WHAT THIS TASK INVOLVES → Extend the account of Art Napoleon's keynote speech below, continuing directly after its last sentence.

PAGE TEXT →
Wab Kinew broached various other subjects during his monologue, some with a serious tone, others with laughter. His presentation was one of the highlights of the conference; not a single person left the auditorium while he spoke.
Art Napoleon took to the podium as the last of the keynote speakers during the early afternoon of January 30. An award winning singer/songwriter, a rising star in the world of television and a former Chief of British Columbia’s Saulteau First Nation, Art Napoleon, is an enthusiastic speaker who keeps his audience on the edge of their seats as they listen to his words, wait for the punch line and laugh like hell when he delivers it.
“My name is Art Napoleon and I want to party with you a little bit; maybe we can all pretend that it’s 1491 or something like that,” he began, adding that he is from B.C.’s West Moberly First Nation, a multi-language community with “at least one Cree speaker” who keeps the community in touch with the Aboriginal population in Alberta.
“We don’t have salmon but we do have some mountains; we’re sort of on the border of B.C. and Alberta, in no-man’s-land, a member of Treaty 8 but not really a part of B.C. My mom is Cree and Denesuline and my dad is Irish – it’s a sacred mixing of intertribal blood and precisely why I look like a Chinese Steven Segal or Don Burnstick on Steroids.”
Talking about Maskwacis and Beaver Hill, (“I bet there’s a lot of fertilizer there”) and declaring them “both better sounding than Ed-mun-tun, where there’s an equal number of bars and churches and you can go fine dining in sweat pants and Sorels (work boots).”
Noting that he appreciated being invited to Edmonton for the conference, Napoleon noted: “they brought me here, basically, to shatter the dreams and hopes of every youth.”
To the laughter he responded: “No, really that’s what I do; I did it to my own kids, I clipped their wings early. Keep your dreams and goals really low – then you won’t have to pay much money. I’m an anti-motivational speaker and I piss everyone off equally. I am making progress though, my dad just won the ‘inmate of the week’ and I’m dating my parole officer. I think I’m getting better. It’s hard to be an outspoken Indian at an AA meeting but I don’t want to get all out of joint about it or anything.”

ENTRIES PROVIDED →
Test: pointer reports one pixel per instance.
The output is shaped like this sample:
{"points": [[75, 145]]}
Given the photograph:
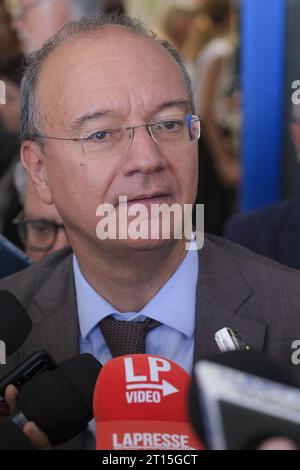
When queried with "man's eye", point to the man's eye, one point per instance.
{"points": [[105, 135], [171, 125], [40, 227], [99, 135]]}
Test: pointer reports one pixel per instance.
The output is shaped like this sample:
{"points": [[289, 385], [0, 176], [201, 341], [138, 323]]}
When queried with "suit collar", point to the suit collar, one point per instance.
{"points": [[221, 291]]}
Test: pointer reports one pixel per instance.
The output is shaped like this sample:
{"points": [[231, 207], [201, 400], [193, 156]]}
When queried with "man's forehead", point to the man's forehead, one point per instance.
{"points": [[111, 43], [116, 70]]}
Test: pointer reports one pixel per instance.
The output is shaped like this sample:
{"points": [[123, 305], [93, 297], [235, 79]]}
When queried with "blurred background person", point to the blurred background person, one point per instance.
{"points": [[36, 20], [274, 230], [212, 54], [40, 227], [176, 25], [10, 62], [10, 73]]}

--

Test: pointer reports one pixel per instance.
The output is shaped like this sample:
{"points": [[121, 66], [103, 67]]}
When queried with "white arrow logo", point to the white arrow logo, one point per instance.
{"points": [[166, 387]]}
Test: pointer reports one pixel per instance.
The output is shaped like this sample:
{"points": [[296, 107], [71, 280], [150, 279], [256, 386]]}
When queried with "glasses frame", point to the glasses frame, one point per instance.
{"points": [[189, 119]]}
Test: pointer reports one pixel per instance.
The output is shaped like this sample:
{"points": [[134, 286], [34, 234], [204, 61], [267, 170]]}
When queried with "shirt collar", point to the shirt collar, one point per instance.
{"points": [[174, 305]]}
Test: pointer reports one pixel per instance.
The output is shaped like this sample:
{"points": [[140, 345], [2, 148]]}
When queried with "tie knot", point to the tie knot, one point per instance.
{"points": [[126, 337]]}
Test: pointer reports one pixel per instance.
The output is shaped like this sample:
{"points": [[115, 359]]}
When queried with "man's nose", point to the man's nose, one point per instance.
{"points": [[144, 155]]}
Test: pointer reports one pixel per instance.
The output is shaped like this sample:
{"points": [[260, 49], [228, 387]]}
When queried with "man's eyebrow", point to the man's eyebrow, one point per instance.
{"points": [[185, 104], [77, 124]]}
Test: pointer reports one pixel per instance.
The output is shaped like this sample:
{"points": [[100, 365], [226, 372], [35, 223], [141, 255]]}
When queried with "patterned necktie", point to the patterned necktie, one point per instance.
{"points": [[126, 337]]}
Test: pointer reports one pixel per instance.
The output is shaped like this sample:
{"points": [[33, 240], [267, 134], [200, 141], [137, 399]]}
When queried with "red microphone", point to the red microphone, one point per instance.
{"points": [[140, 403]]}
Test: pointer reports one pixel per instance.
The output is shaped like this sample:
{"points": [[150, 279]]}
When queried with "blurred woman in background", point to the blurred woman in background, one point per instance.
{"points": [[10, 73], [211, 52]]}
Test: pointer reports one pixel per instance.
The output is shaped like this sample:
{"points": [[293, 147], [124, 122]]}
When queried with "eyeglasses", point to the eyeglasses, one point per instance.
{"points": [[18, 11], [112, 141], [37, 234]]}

* * *

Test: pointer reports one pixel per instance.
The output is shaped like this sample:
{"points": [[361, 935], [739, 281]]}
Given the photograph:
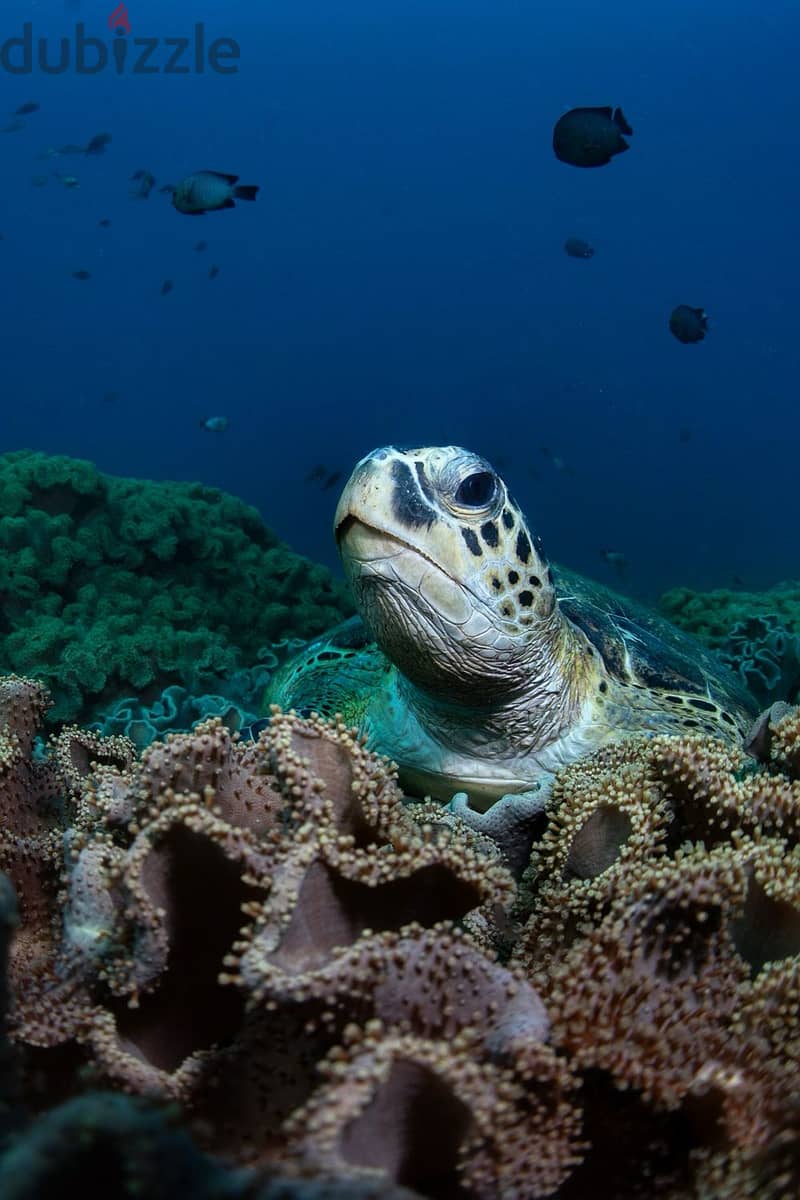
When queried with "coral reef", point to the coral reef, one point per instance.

RESPONSE TO THIS TASK →
Napoleon traversed the ages with a tongue-in-cheek comedy routine. He also presented a more serious side, especially when he spoke to the educators about the challenges of teaching and the responsibility of learning.
Laughter filled the room throughout Napoleon’s presentation and though space is limited here, you can learn and listen to him online – just type his name into your web browser – and do the same for Wab Kinew.
Art Napoleon is an experienced hunter, conservationist, naturalist, faith-keeper and educator who interprets life through the holistic lens of traditional Cree knowledge, values and worldview. A strong and knowledgeable advocate who cites Indigenous approaches to education, leadership, curriculum development, governance, and cultural revitalization, Napoleon holds an MA degree from the University of Victoria in the area of Indigenous language revitalization. He has also appeared on numerous televisions shows, including Beyond Words, Rex Blues, Neyiyawetan and CBC’s Winnipeg Comedy Festival. He tours regularly as a performer and speaker and also serves as a juror on many arts and culture organizations across Canada.